◆ EXERCISE GOAL: Transcribe the records in full, keeping every character as it is.

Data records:
- - -

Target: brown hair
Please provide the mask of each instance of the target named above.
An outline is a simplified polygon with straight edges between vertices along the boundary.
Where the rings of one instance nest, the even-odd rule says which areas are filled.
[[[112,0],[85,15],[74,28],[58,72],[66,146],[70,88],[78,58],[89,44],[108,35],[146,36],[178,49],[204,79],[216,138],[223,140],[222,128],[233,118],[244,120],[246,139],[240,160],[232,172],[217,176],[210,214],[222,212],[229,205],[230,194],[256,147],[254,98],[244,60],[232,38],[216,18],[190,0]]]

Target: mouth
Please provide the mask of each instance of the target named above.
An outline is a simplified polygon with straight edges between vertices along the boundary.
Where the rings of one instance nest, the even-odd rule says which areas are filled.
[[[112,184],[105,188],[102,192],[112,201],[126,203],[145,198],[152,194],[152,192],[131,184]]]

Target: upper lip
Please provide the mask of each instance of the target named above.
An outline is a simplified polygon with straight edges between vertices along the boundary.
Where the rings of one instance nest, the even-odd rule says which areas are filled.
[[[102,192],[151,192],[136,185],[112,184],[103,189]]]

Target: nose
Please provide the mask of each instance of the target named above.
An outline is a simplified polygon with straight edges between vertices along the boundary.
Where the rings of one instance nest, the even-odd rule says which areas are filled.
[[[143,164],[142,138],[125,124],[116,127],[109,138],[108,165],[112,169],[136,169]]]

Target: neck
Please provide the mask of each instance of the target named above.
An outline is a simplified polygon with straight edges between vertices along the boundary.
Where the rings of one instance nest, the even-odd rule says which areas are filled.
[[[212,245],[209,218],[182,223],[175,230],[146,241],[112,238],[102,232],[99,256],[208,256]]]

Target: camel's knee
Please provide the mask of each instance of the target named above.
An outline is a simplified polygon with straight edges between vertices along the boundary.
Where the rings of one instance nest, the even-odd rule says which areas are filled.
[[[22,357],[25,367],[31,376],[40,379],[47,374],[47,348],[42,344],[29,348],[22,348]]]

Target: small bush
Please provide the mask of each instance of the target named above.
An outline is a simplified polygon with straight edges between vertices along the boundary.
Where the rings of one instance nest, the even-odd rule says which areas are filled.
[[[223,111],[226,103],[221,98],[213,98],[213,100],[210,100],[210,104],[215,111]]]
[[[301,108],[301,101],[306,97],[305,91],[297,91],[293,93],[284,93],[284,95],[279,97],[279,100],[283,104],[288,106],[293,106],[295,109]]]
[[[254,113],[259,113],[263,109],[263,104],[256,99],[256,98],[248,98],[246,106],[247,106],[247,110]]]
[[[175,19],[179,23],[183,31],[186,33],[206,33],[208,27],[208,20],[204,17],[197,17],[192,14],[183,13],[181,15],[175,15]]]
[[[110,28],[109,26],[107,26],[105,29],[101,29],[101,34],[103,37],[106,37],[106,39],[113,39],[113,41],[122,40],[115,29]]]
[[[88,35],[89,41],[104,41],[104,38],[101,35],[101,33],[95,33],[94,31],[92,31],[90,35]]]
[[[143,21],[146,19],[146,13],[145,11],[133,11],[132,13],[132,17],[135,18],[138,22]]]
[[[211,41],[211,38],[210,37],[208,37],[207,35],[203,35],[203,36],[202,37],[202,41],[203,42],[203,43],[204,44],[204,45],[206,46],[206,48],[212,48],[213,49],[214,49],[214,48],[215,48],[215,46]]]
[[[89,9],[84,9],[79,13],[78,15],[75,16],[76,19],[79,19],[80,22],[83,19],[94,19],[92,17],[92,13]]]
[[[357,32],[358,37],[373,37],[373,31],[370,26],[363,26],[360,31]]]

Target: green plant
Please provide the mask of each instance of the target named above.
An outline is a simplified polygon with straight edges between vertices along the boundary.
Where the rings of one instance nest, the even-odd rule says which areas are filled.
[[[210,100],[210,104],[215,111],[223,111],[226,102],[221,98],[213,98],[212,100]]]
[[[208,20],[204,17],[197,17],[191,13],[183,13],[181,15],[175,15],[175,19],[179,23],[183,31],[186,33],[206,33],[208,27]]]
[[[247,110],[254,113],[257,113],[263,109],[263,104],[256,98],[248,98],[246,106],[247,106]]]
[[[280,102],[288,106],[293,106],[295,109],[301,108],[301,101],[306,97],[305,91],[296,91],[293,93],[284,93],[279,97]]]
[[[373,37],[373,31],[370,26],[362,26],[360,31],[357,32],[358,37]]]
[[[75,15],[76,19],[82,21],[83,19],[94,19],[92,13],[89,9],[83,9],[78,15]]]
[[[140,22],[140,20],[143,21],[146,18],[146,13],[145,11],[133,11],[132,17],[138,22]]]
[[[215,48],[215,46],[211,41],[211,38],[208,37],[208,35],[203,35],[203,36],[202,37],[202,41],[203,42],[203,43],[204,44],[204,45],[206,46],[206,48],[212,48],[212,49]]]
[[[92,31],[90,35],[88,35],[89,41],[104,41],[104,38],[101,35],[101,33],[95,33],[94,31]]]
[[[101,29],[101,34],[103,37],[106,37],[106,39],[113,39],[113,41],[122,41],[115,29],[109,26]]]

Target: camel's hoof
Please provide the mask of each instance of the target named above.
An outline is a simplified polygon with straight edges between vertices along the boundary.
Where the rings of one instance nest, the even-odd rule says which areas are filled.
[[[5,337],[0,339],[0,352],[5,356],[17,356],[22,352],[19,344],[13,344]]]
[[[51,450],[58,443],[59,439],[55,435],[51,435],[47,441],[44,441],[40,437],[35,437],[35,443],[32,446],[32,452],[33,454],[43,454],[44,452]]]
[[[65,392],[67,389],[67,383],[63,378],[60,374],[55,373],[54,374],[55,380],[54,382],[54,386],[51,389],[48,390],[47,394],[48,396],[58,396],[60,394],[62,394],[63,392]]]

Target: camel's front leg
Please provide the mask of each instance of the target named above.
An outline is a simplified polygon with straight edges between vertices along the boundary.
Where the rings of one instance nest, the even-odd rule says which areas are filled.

- - -

◆ CORRECT RESULT:
Target: brown hair
Please provide the mask of each instance of the target named above.
An outline is a simplified polygon with straight edges between vertices along the boundary.
Where the rings of one instance nest, the even-odd rule says which areas are filled.
[[[112,0],[85,15],[74,28],[58,72],[66,146],[70,88],[78,58],[89,44],[108,35],[146,36],[178,49],[204,79],[216,138],[223,140],[222,128],[233,118],[244,120],[246,139],[240,160],[232,172],[217,176],[210,214],[222,212],[229,205],[230,194],[256,147],[254,98],[244,60],[232,38],[216,18],[190,0]]]

Target: mouth
Please provide the mask of each instance of the target named above.
An outline is a simplified polygon with straight edges between vertices along the boundary.
Where the rings of one instance nest, the even-odd rule says which areas are filled.
[[[112,184],[105,188],[102,192],[112,201],[126,203],[145,198],[152,194],[152,192],[131,184]]]

Target: upper lip
Please provide the mask of each instance of the target named above.
An outline is a simplified polygon with straight edges between vertices along the boundary.
Where the rings of one instance nest, the even-odd rule says which areas are filled.
[[[102,192],[151,192],[136,185],[112,184],[103,189]]]

Target: nose
Please provide the mask of each instance of the target named above.
An outline is a simplified polygon with straight edges between vertices along the boundary.
Where the rings of one instance nest, the even-odd rule says which areas are filled.
[[[143,164],[142,138],[125,124],[116,127],[109,138],[108,165],[112,169],[136,169]]]

Target: neck
Please provide the mask of each instance of the target named above.
An outline is a simplified polygon with straight edges between vertices along the boundary.
Where the rings of one instance nest, the even-odd rule says which areas are filled.
[[[212,245],[209,218],[182,223],[175,230],[146,241],[112,238],[102,232],[99,256],[208,256]]]

Target: camel's knee
Please provide the mask of each instance of the target named above.
An outline is a simplified polygon with straight edges between vertices along the boundary.
Where the rings of one instance nest, the even-odd rule says which areas are filled.
[[[22,357],[25,367],[31,376],[40,379],[47,374],[47,348],[42,344],[29,348],[22,348]]]

Target: small bush
Please provide the mask of each instance of the target named above.
An outline is a simplified polygon with straight edges between vertices along the boundary.
Where the rings of one instance nest, the even-odd rule says which areas are filled.
[[[223,111],[226,103],[221,98],[213,98],[213,100],[210,100],[210,104],[215,111]]]
[[[301,108],[301,101],[306,97],[305,91],[297,91],[293,93],[284,93],[284,95],[279,97],[279,100],[283,104],[288,106],[293,106],[295,109]]]
[[[254,113],[259,113],[263,109],[263,104],[256,99],[256,98],[248,98],[246,106],[247,106],[247,110]]]
[[[175,19],[179,23],[183,31],[186,33],[206,33],[208,27],[208,20],[204,17],[197,17],[192,14],[183,13],[181,15],[175,15]]]
[[[110,28],[109,26],[107,26],[105,29],[101,29],[101,34],[103,37],[106,37],[106,39],[113,39],[113,41],[122,40],[115,29]]]
[[[88,35],[89,41],[104,41],[104,38],[101,35],[101,33],[95,33],[94,31],[92,31],[90,35]]]
[[[143,21],[146,19],[146,13],[145,11],[133,11],[132,13],[132,17],[135,18],[138,22]]]
[[[211,41],[211,38],[210,37],[208,37],[207,35],[203,35],[203,36],[202,37],[202,41],[203,42],[203,43],[204,44],[204,45],[206,46],[206,48],[212,48],[213,49],[214,49],[214,48],[215,48],[215,46]]]
[[[89,9],[84,9],[79,13],[78,15],[75,16],[76,19],[79,19],[80,22],[83,19],[94,19],[92,17],[92,13]]]
[[[357,32],[358,37],[373,37],[373,31],[370,26],[363,26],[360,31]]]

Target: green plant
Please provide the mask of each instance of the target named above.
An outline is a simplified polygon with straight edges between vertices along the boundary.
Where the rings of one instance nest, the even-odd rule says which areas are filled.
[[[210,100],[210,104],[215,111],[223,111],[226,102],[221,98],[213,98],[212,100]]]
[[[208,20],[204,17],[197,17],[191,13],[183,13],[181,15],[175,15],[175,19],[179,23],[183,31],[186,33],[206,33],[208,27]]]
[[[247,110],[254,113],[257,113],[263,109],[263,104],[256,98],[248,98],[246,106],[247,106]]]
[[[280,102],[288,106],[293,106],[295,109],[301,108],[301,101],[306,97],[305,91],[296,91],[293,93],[284,93],[279,97]]]
[[[373,37],[373,31],[370,26],[362,26],[360,31],[357,32],[358,37]]]
[[[75,15],[76,19],[82,21],[83,19],[94,19],[92,13],[89,9],[83,9],[78,15]]]
[[[140,22],[140,20],[143,21],[146,18],[146,13],[145,11],[133,11],[132,17],[138,22]]]
[[[215,48],[215,46],[211,41],[211,38],[208,37],[208,35],[203,35],[203,36],[202,37],[202,41],[203,42],[203,43],[204,44],[204,45],[206,46],[206,48],[212,48],[212,49]]]
[[[92,31],[90,35],[88,35],[89,41],[104,41],[104,38],[101,35],[101,33],[95,33],[94,31]]]
[[[101,29],[101,34],[103,37],[106,37],[106,39],[113,39],[113,41],[122,41],[115,29],[109,26]]]

Target: camel's hoof
Please provide the mask of each instance of the target named above.
An outline is a simplified polygon with straight edges between vertices along the boundary.
Where the rings of one instance nest, the even-odd rule says which areas are filled.
[[[5,337],[0,339],[0,352],[5,356],[17,356],[22,352],[19,344],[13,344]]]
[[[51,450],[58,443],[59,439],[55,435],[51,435],[47,441],[44,441],[40,437],[35,437],[35,443],[32,446],[32,452],[33,454],[43,454],[44,452]]]
[[[65,392],[67,389],[67,383],[63,378],[60,374],[55,373],[54,374],[55,380],[54,382],[54,386],[51,389],[48,390],[47,394],[48,396],[58,396],[60,394],[62,394],[63,392]]]

Target: camel's front leg
Please provide the mask of each instance of the target named above.
An outline is a simplified polygon with straight edges between vertices along the boundary.
Where the rings of one instance nest, the even-odd rule says which areas are filled.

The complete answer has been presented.